What lines in the records include the string "below"? Return each one.

*** Opening Data for this task ***

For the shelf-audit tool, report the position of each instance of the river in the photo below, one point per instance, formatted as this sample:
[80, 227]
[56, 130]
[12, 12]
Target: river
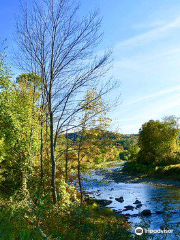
[161, 199]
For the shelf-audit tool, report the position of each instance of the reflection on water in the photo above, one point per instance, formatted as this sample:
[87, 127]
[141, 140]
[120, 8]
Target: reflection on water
[152, 197]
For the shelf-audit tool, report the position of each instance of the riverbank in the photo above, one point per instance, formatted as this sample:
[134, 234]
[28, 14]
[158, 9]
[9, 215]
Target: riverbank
[137, 173]
[139, 199]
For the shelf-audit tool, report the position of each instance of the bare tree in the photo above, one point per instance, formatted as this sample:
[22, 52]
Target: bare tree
[59, 46]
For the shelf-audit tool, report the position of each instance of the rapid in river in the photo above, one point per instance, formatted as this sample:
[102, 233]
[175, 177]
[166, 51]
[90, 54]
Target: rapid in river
[130, 198]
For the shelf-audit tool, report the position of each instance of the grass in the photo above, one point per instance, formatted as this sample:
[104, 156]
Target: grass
[19, 220]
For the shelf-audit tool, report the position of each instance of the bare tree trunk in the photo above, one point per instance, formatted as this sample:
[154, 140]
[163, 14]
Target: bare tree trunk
[41, 156]
[53, 180]
[79, 169]
[79, 175]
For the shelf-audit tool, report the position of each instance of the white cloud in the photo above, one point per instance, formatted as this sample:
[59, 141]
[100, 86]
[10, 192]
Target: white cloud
[153, 96]
[150, 35]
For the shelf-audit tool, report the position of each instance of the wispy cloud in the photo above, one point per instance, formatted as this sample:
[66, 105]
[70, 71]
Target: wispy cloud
[150, 35]
[154, 24]
[153, 96]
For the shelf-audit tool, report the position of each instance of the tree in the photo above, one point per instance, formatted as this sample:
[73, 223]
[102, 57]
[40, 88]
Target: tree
[158, 141]
[19, 133]
[59, 46]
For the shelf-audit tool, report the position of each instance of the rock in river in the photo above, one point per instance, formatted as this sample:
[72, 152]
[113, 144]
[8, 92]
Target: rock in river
[129, 207]
[138, 205]
[159, 211]
[137, 202]
[121, 199]
[102, 202]
[146, 212]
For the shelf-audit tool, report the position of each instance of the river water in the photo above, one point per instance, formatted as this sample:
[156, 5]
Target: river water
[153, 197]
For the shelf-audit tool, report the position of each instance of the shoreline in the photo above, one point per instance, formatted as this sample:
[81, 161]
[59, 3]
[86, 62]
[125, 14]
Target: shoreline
[119, 176]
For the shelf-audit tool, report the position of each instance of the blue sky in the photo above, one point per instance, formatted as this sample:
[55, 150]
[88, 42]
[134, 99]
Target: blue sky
[145, 37]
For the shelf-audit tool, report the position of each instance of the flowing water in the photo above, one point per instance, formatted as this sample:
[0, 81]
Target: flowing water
[153, 197]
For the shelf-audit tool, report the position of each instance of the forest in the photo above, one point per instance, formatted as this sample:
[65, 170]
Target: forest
[62, 167]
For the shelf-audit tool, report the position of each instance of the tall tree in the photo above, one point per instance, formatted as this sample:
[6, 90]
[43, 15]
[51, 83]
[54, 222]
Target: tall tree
[57, 44]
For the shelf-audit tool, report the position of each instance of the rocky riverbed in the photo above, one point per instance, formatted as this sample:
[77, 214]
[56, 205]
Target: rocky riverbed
[152, 203]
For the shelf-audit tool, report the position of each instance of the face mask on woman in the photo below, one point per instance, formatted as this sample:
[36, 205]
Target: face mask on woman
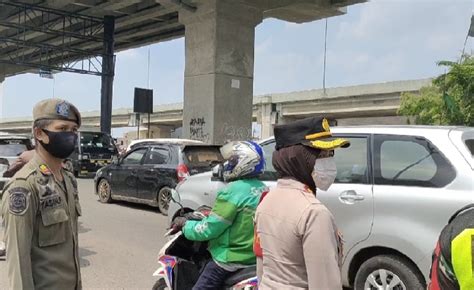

*** Closing Data for this task ***

**Result of this exercise**
For the shelf-audit tool, report the position of each instance of the river in the photo below, one point per instance, formatted as this sample:
For the shelf-audit tool, report the position of each instance of the face mask on woman in the photo below, one point per instance, formatted as this sample:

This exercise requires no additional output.